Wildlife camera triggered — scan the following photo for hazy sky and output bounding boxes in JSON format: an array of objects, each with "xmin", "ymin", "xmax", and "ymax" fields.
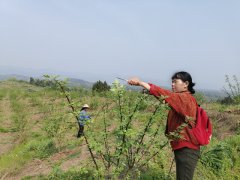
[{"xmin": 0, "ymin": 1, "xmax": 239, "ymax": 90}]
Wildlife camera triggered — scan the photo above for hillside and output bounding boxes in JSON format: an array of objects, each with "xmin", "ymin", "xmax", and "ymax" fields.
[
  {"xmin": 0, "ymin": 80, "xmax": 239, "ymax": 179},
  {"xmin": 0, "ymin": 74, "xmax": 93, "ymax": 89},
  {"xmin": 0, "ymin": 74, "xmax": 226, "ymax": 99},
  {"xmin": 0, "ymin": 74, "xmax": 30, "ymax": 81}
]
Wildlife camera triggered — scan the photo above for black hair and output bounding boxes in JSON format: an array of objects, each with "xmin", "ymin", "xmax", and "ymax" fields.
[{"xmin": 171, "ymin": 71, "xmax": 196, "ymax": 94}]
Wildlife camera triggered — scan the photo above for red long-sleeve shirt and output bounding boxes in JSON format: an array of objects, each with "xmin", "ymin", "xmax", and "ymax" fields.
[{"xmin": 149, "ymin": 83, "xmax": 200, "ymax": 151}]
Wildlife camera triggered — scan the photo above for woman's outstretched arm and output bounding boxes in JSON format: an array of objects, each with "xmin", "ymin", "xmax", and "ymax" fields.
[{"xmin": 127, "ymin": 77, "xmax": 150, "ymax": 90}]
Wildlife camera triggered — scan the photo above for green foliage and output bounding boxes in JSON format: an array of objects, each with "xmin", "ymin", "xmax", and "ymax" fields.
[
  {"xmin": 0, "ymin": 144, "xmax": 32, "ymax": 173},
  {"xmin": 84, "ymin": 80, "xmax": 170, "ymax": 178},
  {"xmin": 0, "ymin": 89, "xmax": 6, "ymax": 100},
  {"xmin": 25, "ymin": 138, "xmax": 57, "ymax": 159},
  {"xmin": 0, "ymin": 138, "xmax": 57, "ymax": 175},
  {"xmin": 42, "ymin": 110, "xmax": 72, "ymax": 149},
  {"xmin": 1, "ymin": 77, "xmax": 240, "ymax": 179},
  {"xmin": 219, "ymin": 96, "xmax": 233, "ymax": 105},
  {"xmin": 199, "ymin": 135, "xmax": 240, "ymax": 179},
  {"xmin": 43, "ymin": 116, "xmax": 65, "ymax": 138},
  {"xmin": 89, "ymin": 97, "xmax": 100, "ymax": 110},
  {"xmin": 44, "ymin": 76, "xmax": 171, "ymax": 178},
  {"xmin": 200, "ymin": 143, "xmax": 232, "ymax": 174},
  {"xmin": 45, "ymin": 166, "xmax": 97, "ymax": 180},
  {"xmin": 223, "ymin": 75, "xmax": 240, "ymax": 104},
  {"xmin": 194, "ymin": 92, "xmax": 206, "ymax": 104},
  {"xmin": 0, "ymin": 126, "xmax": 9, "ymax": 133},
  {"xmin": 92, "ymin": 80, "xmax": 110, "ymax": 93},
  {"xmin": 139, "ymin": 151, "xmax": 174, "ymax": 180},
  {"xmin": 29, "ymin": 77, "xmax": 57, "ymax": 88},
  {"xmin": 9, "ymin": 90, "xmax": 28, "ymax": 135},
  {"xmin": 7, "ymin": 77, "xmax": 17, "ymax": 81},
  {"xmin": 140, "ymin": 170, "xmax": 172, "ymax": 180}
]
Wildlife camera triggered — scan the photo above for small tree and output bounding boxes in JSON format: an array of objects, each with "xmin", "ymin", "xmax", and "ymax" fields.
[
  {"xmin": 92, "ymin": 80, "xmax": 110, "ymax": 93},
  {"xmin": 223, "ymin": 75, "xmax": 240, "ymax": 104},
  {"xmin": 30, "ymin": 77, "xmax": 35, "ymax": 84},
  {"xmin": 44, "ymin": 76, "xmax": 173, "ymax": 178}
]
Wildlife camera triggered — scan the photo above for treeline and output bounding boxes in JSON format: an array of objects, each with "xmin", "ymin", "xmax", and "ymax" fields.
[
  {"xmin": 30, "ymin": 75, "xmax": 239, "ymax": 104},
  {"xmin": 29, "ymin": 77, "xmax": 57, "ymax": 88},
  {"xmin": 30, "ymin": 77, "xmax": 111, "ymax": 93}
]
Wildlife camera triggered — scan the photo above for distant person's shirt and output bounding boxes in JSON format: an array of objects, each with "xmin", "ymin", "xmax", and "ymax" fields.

^^^^^^^^

_EXERCISE BRIEF_:
Restate the material above word for word, dropping the pictures.

_ANSWER BOX_:
Wildlife camera triggered — scan the following photo for hazy sky and output bounding boxes in JSON format: an array of objects, each with "xmin", "ymin", "xmax", and "ymax" fields.
[{"xmin": 0, "ymin": 1, "xmax": 239, "ymax": 90}]
Wildlife camera triggered — scan the photo above for hillside and output bounding boxes in JSON format: an array of objects, each with "xmin", "ymin", "xmax", and "ymax" fields.
[
  {"xmin": 0, "ymin": 80, "xmax": 239, "ymax": 179},
  {"xmin": 0, "ymin": 74, "xmax": 93, "ymax": 89},
  {"xmin": 0, "ymin": 74, "xmax": 226, "ymax": 99},
  {"xmin": 0, "ymin": 74, "xmax": 30, "ymax": 81}
]
Wildlife camera triggered — scan the photo above for black hair and output bounding boxes in JSON format: an array of objects, each with "xmin", "ymin", "xmax", and "ymax" fields.
[{"xmin": 171, "ymin": 71, "xmax": 196, "ymax": 94}]
Wildlife camera triggered — scan the photo above for red long-sleeve shirt and output bounding boxes in JSON format: an array of objects, each with "xmin", "ymin", "xmax", and "ymax" fields.
[{"xmin": 149, "ymin": 83, "xmax": 200, "ymax": 151}]
Wildlife camera triggered — scan the photo above for woman's outstretched arm and output bounding boxes in JSON format: an array of objects, each with "xmin", "ymin", "xmax", and "ymax" fields.
[{"xmin": 127, "ymin": 77, "xmax": 150, "ymax": 90}]
Wildlife camera triggered — scan the photo above for green foliage and output bounding boxes in JSON format: an array of objects, each with "xmin", "ymin", "xmax", and "ymax" fields.
[
  {"xmin": 0, "ymin": 144, "xmax": 32, "ymax": 173},
  {"xmin": 84, "ymin": 80, "xmax": 170, "ymax": 178},
  {"xmin": 0, "ymin": 89, "xmax": 6, "ymax": 100},
  {"xmin": 25, "ymin": 138, "xmax": 57, "ymax": 159},
  {"xmin": 0, "ymin": 138, "xmax": 57, "ymax": 175},
  {"xmin": 42, "ymin": 110, "xmax": 72, "ymax": 149},
  {"xmin": 1, "ymin": 77, "xmax": 240, "ymax": 179},
  {"xmin": 219, "ymin": 96, "xmax": 233, "ymax": 105},
  {"xmin": 199, "ymin": 135, "xmax": 240, "ymax": 179},
  {"xmin": 43, "ymin": 116, "xmax": 65, "ymax": 138},
  {"xmin": 89, "ymin": 97, "xmax": 100, "ymax": 110},
  {"xmin": 44, "ymin": 76, "xmax": 171, "ymax": 178},
  {"xmin": 200, "ymin": 143, "xmax": 232, "ymax": 174},
  {"xmin": 45, "ymin": 166, "xmax": 97, "ymax": 180},
  {"xmin": 223, "ymin": 75, "xmax": 240, "ymax": 104},
  {"xmin": 194, "ymin": 92, "xmax": 206, "ymax": 104},
  {"xmin": 0, "ymin": 126, "xmax": 9, "ymax": 133},
  {"xmin": 92, "ymin": 80, "xmax": 110, "ymax": 93},
  {"xmin": 139, "ymin": 151, "xmax": 174, "ymax": 180},
  {"xmin": 29, "ymin": 77, "xmax": 57, "ymax": 88},
  {"xmin": 9, "ymin": 90, "xmax": 28, "ymax": 135},
  {"xmin": 7, "ymin": 77, "xmax": 17, "ymax": 81},
  {"xmin": 140, "ymin": 170, "xmax": 172, "ymax": 180}
]
Wildlife camera triggered — scan the photo above for small tree and output bounding boxes in JSON format: an array of objects, each with "xmin", "ymin", "xmax", and "ymax" fields.
[
  {"xmin": 92, "ymin": 80, "xmax": 110, "ymax": 93},
  {"xmin": 223, "ymin": 75, "xmax": 240, "ymax": 104},
  {"xmin": 30, "ymin": 77, "xmax": 35, "ymax": 84},
  {"xmin": 44, "ymin": 76, "xmax": 173, "ymax": 178}
]
Wildlife camera triggered — scan the photo above for treeline and output bounding boxes in JSON format: an array of objects, each with "xmin", "ymin", "xmax", and "ymax" fields.
[
  {"xmin": 30, "ymin": 75, "xmax": 239, "ymax": 104},
  {"xmin": 29, "ymin": 77, "xmax": 57, "ymax": 88},
  {"xmin": 30, "ymin": 77, "xmax": 111, "ymax": 93}
]
Wildlife camera triggered — scan the photo above for distant person's shirt and output bounding boxes in JSON format: an array of objects, each with "xmin", "ymin", "xmax", and "ymax" fields.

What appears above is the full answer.